DATA FOR REVIEW Block Start

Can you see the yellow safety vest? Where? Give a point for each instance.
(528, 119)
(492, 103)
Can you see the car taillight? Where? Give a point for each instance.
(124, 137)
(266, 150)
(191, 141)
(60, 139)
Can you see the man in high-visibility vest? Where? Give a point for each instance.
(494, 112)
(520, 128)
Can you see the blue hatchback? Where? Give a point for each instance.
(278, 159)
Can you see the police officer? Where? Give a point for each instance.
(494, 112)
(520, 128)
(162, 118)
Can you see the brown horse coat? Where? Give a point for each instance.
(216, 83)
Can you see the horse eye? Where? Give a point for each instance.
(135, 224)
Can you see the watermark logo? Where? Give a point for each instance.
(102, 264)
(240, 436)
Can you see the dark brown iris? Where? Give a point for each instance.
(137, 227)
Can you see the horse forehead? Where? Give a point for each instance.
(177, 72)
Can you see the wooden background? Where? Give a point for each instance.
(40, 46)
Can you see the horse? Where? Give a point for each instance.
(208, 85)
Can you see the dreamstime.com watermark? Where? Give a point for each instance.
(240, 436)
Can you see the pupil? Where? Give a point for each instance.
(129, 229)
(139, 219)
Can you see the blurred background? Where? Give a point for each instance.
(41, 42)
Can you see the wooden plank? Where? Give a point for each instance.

DATA FOR REVIEW Block End

#### YOUR OBJECTIVE:
Write the entries out once more, exactly, without dropping a line.

#### WRITTEN RESPONSE:
Can you see the yellow safety vest? Where? Give a point for each instance.
(528, 119)
(492, 103)
Can you see the car taillight? Where? Give a point for each instance.
(124, 137)
(266, 150)
(191, 141)
(60, 139)
Can you see the man in high-visibility vest? Where? Give a point for each instance.
(494, 112)
(520, 128)
Can you see the blue hatchback? Where? Give a point for each instance.
(278, 159)
Can you see the police officer? Where? Give a point for each instance.
(494, 112)
(520, 128)
(162, 118)
Can you see the brown horse coat? Where? Give a point for each instance.
(216, 83)
Can you see the horse eye? Where? Give a point for each instance.
(135, 224)
Can you see the watermark logo? Where? Give a point for each instance.
(102, 264)
(240, 436)
Can you see the dark brown iris? Where? Give a point for each instance.
(137, 227)
Can you see the horse forehead? Where? Give a point for each instance.
(177, 72)
Can you see the wooden background? Where? Give a point for each instance.
(40, 46)
Can you see the horse? Where? Give a point for each instance.
(208, 85)
Can you see the dreamstime.com watermark? Where? Give a point for each instance.
(240, 436)
Can you see the pupil? Where? Give a point for each instance.
(129, 229)
(139, 219)
Can you see the blurred background? Where? Give a point for each instance.
(41, 42)
Can you see the wooden plank? Where? Give a point for each instance.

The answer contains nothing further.